Flashback
BNP proclame « Votre argent m’intéresse », CLM et RSCG voient le jour, la publicité quitte l’ère de la réclame dans cette décennie. Mais en gardant ses spécificités par rapport au modèle anglo-saxon.

C’est en 1971 que le jeune informaticien Maurice Lévy est recruté par Publicis, agence fondée en 1926 par Marcel Bleustein-Blanchet. L’année suivante, lors de l’incendie qui ravage le siège de l’agence, il récupère les archives informatiques parmi le brasier et permet à l’entreprise de redémarrer. Il deviendra le bras droit et le successeur de « Marcel ». L’anecdote a son importance, car elle montre la professionnalisation de la publicité française, qui quitte l’ère de la réclame pour adopter des méthodologies modernes. En 1970, Armand Morgensztern, ancien directeur de recherche de Publicis et Carat invente Le Bêta de Morgensztern, le coefficient de mémorisation publicitaire. De nouvelles agences voient le jour : CLM est fondée en 1972 par Allen Chevalier, Jean-Loup Le Forestier et Philippe Michel, RSCG, acronyme de ses fondateurs Bernard Roux, Jacques Séguéla, Alain Cayzac et Jean-Michel Goudard, se forme en 1976. L’influence de Bill Bernbach, le père de la publicité moderne avec les annonces Avis ou Volkswagen, traverse l’Atlantique, même si la France reste un marché à part. Claude Carouge, ancien dirigeant de McCann et formateur à l’ECS (groupe MediaSchool, propriétaire de Stratégies), a débuté sa carrière en 1971. Il se souvient d’une époque à la « Mad Men » avec dix ans de décalage par rapport aux États-Unis. « Du fait du nombre limité de secteurs et de chaînes, la télévision a mis du temps à devenir le premier média en termes d’investissements, rappelle-t-il. Chez McCann, la France n’était pas considérée comme un marché d’avenir. C’est aussi ce qui lui a permis d’être le seul pays d’Europe dont deux des trois premières agences n’étaient pas américaines : Publicis et Euro RSCG. »

 

« Une femme, une pipe, un pull »

 

L’exception française se retrouve dans la formule restée célèbre, « En France on n’a pas de pétrole mais on a des idées » de l’Agence pour les économies d’énergie, future Ademe, en 1978. Une campagne qui aboutira essentiellement à l’instauration de l’heure d’été mais qui reste assez pertinente sur la question de la souveraineté et de la dépendance au pétrole. Il fallait aussi une sacrée audace en 1973 pour afficher en pleine rue le slogan « Pour parler franchement, votre argent m’intéresse ». Une idée signée Daniel Robert chez Publicis pour BNP qui ne sera exploitée finalement qu’un an mais qui restera dans l’histoire de la banque. Autre innovation, les produits libres de Carrefour, des denrées de base à prix bas, se lancent en 1976 dans une mise en scène très sobre de RSCG : « Sans nom. Aussi bons. Moins chers. » En pleine crise pétrolière, la question du pouvoir d’achat est au coeur des messages, comme dans la saga Eram qui démarre en 1975 avec CLM et Valérie Mairesse en consommatrice délurée. La publicité de l’époque compte aussi son lot de pépites sexistes comme l’intriguant « Une femme, une pipe, un pull » des jerseys Paul Fourticq en 1970.
^^^^
Objectif de l'exercice ▸ D'après le texte sur la publicité des années 1970, qui a signé chez Publicis le slogan « Pour parler franchement, votre argent m'intéresse » pour BNP ? Appuyez-vous uniquement sur le texte.

(Enregistrements du jeu de données)
^^^^
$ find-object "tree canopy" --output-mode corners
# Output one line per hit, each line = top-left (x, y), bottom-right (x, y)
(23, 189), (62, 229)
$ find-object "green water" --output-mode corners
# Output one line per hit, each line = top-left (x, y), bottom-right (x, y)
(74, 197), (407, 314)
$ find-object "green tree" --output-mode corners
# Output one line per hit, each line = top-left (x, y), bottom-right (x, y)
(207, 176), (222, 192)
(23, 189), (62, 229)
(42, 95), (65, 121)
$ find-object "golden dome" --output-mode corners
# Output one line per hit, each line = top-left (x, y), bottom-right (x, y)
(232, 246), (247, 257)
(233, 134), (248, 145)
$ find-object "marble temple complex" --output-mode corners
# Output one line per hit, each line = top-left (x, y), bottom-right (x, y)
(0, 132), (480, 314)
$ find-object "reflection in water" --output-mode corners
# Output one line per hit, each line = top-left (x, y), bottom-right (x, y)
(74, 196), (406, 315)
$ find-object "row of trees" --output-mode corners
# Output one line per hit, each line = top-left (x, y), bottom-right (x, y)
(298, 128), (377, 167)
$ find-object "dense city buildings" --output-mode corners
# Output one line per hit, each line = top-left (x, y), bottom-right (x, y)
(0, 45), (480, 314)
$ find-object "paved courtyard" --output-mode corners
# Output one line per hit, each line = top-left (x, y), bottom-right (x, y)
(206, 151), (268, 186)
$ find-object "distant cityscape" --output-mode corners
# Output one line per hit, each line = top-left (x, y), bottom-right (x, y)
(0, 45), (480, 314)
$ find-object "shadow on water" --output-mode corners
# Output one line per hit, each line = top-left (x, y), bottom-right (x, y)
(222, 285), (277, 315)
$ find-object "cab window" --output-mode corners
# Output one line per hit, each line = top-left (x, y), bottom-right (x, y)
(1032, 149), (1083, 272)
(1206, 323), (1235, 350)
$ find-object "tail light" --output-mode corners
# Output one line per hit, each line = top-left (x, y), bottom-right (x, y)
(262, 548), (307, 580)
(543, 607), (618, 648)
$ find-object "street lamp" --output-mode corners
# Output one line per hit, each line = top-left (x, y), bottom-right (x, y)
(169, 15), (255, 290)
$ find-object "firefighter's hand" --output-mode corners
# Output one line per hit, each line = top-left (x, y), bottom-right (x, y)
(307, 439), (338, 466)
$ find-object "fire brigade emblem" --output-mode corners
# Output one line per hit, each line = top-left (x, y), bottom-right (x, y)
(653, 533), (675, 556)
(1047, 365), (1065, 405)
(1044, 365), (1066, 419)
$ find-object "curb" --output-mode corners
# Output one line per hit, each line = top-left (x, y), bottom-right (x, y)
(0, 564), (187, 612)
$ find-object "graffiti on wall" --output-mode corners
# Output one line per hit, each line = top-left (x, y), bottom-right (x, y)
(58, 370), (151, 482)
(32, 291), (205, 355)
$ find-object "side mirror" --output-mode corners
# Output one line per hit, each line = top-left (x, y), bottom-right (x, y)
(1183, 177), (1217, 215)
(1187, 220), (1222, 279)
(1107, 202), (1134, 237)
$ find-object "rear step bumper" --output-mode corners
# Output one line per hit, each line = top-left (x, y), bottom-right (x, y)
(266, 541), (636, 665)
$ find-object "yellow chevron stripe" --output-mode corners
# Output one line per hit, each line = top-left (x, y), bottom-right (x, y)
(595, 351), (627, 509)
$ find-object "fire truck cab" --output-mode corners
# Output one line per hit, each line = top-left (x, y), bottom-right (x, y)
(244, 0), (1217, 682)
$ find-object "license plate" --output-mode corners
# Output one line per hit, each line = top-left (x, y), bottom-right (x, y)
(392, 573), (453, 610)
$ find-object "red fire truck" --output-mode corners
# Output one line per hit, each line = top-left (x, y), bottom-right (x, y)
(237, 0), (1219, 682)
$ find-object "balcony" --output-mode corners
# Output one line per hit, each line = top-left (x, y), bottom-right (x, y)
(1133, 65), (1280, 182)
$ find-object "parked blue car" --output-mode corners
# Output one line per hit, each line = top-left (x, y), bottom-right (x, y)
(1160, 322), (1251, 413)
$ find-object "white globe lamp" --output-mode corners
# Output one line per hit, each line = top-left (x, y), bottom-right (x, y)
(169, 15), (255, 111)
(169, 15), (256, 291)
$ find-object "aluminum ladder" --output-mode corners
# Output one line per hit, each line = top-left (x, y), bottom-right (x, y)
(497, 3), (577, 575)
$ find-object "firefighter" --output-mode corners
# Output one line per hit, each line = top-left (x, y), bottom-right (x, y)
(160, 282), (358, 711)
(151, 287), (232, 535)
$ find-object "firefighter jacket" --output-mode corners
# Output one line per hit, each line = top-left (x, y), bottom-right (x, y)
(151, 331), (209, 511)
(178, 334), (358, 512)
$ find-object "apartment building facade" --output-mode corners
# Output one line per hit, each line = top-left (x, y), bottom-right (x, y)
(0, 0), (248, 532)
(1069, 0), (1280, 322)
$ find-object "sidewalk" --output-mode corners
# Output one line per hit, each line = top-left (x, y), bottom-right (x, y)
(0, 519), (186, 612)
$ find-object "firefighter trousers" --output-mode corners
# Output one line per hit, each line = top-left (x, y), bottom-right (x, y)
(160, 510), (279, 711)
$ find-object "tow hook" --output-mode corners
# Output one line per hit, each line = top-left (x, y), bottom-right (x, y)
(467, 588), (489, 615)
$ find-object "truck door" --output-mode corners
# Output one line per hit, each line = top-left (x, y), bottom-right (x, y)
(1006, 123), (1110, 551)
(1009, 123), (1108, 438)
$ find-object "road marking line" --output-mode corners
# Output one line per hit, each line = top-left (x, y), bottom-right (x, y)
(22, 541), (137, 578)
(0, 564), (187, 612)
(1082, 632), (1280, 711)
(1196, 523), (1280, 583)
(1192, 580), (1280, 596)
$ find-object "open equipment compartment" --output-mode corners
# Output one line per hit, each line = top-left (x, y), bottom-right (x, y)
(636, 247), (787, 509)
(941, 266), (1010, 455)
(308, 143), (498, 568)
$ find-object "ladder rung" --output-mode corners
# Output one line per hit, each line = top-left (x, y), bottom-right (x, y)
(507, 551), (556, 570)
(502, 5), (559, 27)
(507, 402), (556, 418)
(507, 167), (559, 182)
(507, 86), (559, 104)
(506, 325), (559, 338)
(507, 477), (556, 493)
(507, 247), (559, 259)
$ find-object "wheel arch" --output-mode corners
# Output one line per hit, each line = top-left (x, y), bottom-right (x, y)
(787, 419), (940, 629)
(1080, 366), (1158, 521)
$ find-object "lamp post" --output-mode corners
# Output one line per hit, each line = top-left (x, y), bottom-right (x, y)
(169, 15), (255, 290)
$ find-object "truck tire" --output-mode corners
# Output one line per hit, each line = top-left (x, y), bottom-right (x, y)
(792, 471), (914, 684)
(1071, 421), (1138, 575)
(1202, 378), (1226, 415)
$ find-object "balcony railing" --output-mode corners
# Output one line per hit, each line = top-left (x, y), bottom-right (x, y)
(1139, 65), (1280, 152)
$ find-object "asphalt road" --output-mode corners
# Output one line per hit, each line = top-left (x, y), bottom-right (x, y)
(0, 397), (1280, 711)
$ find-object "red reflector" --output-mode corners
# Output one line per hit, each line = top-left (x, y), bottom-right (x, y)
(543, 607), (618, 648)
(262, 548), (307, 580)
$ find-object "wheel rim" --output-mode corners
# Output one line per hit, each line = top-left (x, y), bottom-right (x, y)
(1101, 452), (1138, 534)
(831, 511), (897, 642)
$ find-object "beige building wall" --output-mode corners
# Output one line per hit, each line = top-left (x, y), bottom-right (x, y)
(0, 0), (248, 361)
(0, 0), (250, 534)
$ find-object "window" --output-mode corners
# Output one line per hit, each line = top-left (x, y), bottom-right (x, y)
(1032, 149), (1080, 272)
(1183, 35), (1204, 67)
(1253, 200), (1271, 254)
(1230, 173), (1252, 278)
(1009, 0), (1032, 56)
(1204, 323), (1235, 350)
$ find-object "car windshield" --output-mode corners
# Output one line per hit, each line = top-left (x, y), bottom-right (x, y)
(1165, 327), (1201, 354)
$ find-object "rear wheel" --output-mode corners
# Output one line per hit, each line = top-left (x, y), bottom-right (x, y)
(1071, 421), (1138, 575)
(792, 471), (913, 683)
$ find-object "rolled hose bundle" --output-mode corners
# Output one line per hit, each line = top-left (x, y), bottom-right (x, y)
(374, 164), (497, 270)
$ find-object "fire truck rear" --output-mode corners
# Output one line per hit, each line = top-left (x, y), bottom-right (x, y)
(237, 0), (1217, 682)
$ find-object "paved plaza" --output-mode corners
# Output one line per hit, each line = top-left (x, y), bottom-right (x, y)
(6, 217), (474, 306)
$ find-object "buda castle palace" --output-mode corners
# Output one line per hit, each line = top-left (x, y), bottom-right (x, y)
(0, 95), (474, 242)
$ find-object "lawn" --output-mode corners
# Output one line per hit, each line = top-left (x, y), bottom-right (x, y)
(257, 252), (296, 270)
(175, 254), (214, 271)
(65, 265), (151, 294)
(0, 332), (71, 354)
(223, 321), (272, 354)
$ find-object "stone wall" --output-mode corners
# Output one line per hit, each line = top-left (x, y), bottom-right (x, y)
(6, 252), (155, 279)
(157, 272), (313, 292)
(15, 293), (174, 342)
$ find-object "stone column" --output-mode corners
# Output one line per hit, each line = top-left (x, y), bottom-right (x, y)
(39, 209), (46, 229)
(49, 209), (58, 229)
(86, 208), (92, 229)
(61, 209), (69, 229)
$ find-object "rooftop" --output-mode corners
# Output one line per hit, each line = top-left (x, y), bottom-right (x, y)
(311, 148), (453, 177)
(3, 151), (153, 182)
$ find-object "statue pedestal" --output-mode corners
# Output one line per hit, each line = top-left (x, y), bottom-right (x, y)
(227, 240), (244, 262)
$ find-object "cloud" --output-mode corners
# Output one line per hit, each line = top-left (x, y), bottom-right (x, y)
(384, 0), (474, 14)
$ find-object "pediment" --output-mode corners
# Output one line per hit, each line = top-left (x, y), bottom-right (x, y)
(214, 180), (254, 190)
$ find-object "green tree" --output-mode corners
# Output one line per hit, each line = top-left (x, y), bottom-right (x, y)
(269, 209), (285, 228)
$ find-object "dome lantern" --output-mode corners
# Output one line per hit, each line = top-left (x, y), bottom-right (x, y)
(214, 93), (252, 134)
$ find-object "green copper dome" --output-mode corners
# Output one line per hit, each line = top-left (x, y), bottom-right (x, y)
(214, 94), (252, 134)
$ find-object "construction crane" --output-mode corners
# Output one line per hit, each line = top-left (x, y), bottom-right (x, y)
^^^^
Réponse attendue ▸ Daniel Robert.